* BEGIN Source *
Programs takes longer in simCNC than in Mach3

#1 · 3 May 2025, 12:31

Hello!

Currently i'm trying to move from Mach3 to simCNC. I currently have the trial version in my computer. Im using CSMIO IP/M and all its working as expected.

My first impression is that simCNC is smoother than Mach3. I tried to do some basic 2D cuts without problems. But, I noticed that 2.5D engraving is slower than in Mach3. I have loaded the same ball nose 3d finish nc program in both Mach3 and simCNC, and, in Mach3 is taking like 8 minutes, but in SimCNC takes about 13 min. It looks like the machine does a lot of starts and stops when executing the program.

I have changed the CV parameters (CV Stops at 10º angle, and CV Tolerance to 0.2mm) with no luck, in Mach 3 the options "Stop CV at angle" and CV Tolerance units are unchecked

In general, I'm very happy with SimCNC, but this case annoys me a lot

Is something that I can do to avoid this?

Thanks you a lot

#2 · 6 May 2025, 06:45

Quote from CS-Lab Support on 6 May 2025, 06:45
Hello,

Thank you for your message, and I'm glad to hear that your initial experience with simCNC has been mostly positive!

Regarding the slower execution time during 2.5D engraving: this is very likely related to Constant Velocity (CV) settings and how they influence motion planning. simCNC, like Mach3, uses CV to smooth toolpath execution — but the configuration and interpretation of CV parameters can differ quite a bit between the two systems.

In Mach3, when the "CV Tolerance" option is unchecked, it essentially tells the software to use the entire G-code segment length as available room for CV smoothing — meaning large blending tolerances are allowed. This results in smoother, faster motion at the cost of precision, which is usually acceptable for finishing or 3D surface jobs.
* END Source *
* BEGIN Given data *
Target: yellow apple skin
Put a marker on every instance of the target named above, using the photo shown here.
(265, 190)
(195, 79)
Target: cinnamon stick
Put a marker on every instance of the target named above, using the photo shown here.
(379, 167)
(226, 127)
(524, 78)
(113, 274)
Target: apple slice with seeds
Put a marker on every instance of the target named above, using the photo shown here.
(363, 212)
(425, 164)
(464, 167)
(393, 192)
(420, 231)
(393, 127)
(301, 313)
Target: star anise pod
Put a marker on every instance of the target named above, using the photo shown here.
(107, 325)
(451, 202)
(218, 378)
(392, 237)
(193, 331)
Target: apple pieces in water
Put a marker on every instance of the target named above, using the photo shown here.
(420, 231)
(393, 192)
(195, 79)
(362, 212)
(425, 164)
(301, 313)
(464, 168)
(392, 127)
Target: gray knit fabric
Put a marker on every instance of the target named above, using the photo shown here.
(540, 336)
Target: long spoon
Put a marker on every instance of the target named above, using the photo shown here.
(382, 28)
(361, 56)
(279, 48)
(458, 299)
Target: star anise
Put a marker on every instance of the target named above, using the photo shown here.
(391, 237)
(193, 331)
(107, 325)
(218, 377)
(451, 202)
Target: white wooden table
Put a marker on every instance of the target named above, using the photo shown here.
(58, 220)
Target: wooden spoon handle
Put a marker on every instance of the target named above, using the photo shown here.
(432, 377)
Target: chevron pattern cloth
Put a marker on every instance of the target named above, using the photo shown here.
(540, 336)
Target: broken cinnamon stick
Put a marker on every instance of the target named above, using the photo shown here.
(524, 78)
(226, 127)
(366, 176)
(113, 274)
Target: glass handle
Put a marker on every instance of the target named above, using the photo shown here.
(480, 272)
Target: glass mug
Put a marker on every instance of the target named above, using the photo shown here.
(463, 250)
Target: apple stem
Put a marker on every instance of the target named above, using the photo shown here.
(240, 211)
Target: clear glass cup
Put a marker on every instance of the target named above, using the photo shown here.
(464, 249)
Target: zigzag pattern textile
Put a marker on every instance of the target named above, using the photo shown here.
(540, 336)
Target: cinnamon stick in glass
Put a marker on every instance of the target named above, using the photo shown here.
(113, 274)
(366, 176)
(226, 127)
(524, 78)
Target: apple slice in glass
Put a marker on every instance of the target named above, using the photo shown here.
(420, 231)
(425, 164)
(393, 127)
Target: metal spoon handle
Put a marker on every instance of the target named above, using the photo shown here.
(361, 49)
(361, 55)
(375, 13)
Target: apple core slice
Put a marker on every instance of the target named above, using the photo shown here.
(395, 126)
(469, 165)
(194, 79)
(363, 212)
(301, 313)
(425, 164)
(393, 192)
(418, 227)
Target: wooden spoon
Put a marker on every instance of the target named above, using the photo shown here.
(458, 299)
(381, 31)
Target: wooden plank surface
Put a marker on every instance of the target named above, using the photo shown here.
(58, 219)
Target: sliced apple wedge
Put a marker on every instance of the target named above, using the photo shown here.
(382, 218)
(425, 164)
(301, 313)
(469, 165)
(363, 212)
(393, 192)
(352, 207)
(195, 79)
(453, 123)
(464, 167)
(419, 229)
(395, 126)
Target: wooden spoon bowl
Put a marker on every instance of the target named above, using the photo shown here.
* END Given data *
## Jobs
[1] From the first post of the thread, list every measurement given with a unit, such as a time, angle, or length.
[2] Count the lines of the entries that contain the string "star", matching case exactly.

## Solutions to the exercise
[1]
8 minutes
13 min
10º
0.2mm

[2] 2